**Exercise requirements**
Copy out the entries below with each "Isolate" swapped for "Separate", leaving every other word unchanged.

□ □ □ □

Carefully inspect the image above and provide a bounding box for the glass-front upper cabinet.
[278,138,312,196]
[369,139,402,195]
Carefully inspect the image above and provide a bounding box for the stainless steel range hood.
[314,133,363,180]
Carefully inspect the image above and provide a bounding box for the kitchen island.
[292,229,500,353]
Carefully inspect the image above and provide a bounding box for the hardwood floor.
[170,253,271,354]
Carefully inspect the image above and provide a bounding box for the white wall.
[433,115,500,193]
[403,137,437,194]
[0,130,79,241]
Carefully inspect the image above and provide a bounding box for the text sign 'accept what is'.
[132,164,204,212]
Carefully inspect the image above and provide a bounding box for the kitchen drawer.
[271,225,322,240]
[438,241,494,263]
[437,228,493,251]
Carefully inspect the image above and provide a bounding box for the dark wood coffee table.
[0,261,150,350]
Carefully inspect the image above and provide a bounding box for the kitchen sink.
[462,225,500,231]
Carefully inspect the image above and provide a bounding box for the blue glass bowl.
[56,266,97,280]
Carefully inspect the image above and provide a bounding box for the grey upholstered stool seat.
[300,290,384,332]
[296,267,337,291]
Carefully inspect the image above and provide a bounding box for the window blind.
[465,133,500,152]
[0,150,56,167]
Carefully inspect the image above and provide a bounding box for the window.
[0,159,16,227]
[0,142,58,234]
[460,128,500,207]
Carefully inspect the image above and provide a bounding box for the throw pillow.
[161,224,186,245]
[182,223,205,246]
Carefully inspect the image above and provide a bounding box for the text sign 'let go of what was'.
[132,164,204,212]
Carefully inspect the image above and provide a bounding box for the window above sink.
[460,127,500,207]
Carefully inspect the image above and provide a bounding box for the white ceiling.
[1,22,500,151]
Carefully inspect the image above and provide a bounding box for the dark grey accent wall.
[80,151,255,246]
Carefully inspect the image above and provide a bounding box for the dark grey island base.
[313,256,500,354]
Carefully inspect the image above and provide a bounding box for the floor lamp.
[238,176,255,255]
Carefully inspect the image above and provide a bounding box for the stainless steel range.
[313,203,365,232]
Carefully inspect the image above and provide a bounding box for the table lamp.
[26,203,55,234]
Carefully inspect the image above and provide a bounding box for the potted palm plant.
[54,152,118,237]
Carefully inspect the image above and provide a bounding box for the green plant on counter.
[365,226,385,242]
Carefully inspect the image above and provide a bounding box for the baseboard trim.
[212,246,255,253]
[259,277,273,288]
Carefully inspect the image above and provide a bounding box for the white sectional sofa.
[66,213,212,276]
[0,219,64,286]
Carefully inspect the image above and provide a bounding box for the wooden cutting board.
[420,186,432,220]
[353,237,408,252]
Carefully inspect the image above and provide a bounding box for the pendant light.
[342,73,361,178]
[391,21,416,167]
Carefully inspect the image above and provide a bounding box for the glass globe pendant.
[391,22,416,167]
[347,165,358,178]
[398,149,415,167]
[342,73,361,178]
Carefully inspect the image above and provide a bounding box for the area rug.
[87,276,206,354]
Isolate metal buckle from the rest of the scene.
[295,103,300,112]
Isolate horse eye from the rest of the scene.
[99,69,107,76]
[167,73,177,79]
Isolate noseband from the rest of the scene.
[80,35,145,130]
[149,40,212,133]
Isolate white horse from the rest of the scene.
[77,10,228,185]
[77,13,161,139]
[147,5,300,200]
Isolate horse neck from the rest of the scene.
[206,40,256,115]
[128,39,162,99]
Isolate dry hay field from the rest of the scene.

□ □ □ □

**Written answer**
Carefully inspect the image above and provide a bounding box for the glass-front upper cabinet.
[278,138,312,196]
[369,139,402,195]
Carefully inspect the image above and provide a bounding box for the stainless steel range hood.
[314,133,363,180]
Carefully inspect the image above and provide a bounding box for the kitchen island.
[292,229,500,353]
Carefully inspect the image above and provide a bounding box for the hardwood floor.
[170,253,271,354]
Carefully inspect the image above and provide a bounding box for the white wall.
[433,115,500,193]
[403,137,437,194]
[0,130,79,241]
Carefully inspect the image above and provide a bounding box for the text sign 'accept what is'.
[132,164,204,212]
Carefully inspect the image above and provide a bounding box for the kitchen drawer.
[271,225,322,240]
[438,241,494,263]
[437,228,493,251]
Carefully inspect the image above and provide a bounding box for the dark wood coffee table.
[0,261,150,350]
Carefully inspect the image above and provide a bounding box for the kitchen sink.
[462,225,500,231]
Carefully inspect the image above and provide a bounding box for the blue glass bowl.
[56,266,97,280]
Carefully inspect the image above and provide a bounding box for the grey upholstered stool seat.
[300,290,384,332]
[296,267,337,291]
Carefully inspect the image above and provide a bounding box for the window blind.
[465,133,500,152]
[0,150,56,167]
Carefully inspect the image above and provide a bounding box for the window.
[0,159,16,227]
[0,142,58,234]
[460,128,500,207]
Carefully inspect the image above and provide a bounding box for the throw pillow.
[161,224,186,245]
[182,223,205,246]
Carefully inspect the image above and provide a bounding box for the text sign 'let go of what was'.
[132,164,204,212]
Carefully inspect the image above and provide a bounding box for the window above sink.
[460,127,500,207]
Carefully inspect the image above and provide a bounding box for the white ceiling.
[1,22,500,151]
Carefully inspect the image above and provide a bounding box for the dark grey accent wall.
[80,151,255,246]
Carefully inspect the image above and provide a bounding box for the dark grey island base.
[313,256,500,354]
Carefully inspect the image above and provide a bounding box for the floor lamp.
[238,176,255,255]
Carefully inspect the image above and provide a bounding box for the stainless steel range.
[313,203,365,232]
Carefully inspect the image above and provide a bounding box for the table lamp.
[26,203,55,234]
Carefully inspect the image above and provide a bounding box for the potted palm plant.
[54,152,118,237]
Carefully inspect the image above and provide a bounding box for the green plant on counter.
[365,226,385,242]
Carefully inspect the image above and provide a bounding box for the baseboard trim.
[212,246,255,253]
[259,277,273,288]
Carefully inspect the image above and provide a bounding box for the white sectional sofa.
[66,213,212,276]
[0,219,64,286]
Carefully inspect the image above and provide a bounding box for the wooden cutting board.
[420,186,432,220]
[353,237,408,252]
Carefully inspect the image above and provide a bounding box for the pendant light.
[342,73,361,178]
[391,21,416,167]
Carefully inspect the image above and provide a bounding box for the glass globe pendant.
[391,22,416,167]
[347,165,358,178]
[398,149,415,167]
[342,73,361,178]
Carefully inspect the image above and provide a bounding box for the area rug.
[87,276,206,354]
Separate metal buckle from the rest of the scene.
[295,103,300,112]
Separate horse eye from the rest of the scene.
[99,69,107,76]
[167,73,177,79]
Separate noseband from the rest of the scene.
[80,35,145,130]
[149,40,212,133]
Separate white horse from the rest of the scene.
[77,10,228,185]
[77,13,161,139]
[147,5,300,200]
Separate horse neck from the rest of the scene.
[206,40,256,115]
[128,39,162,99]
Separate dry hay field from the rest of the scene.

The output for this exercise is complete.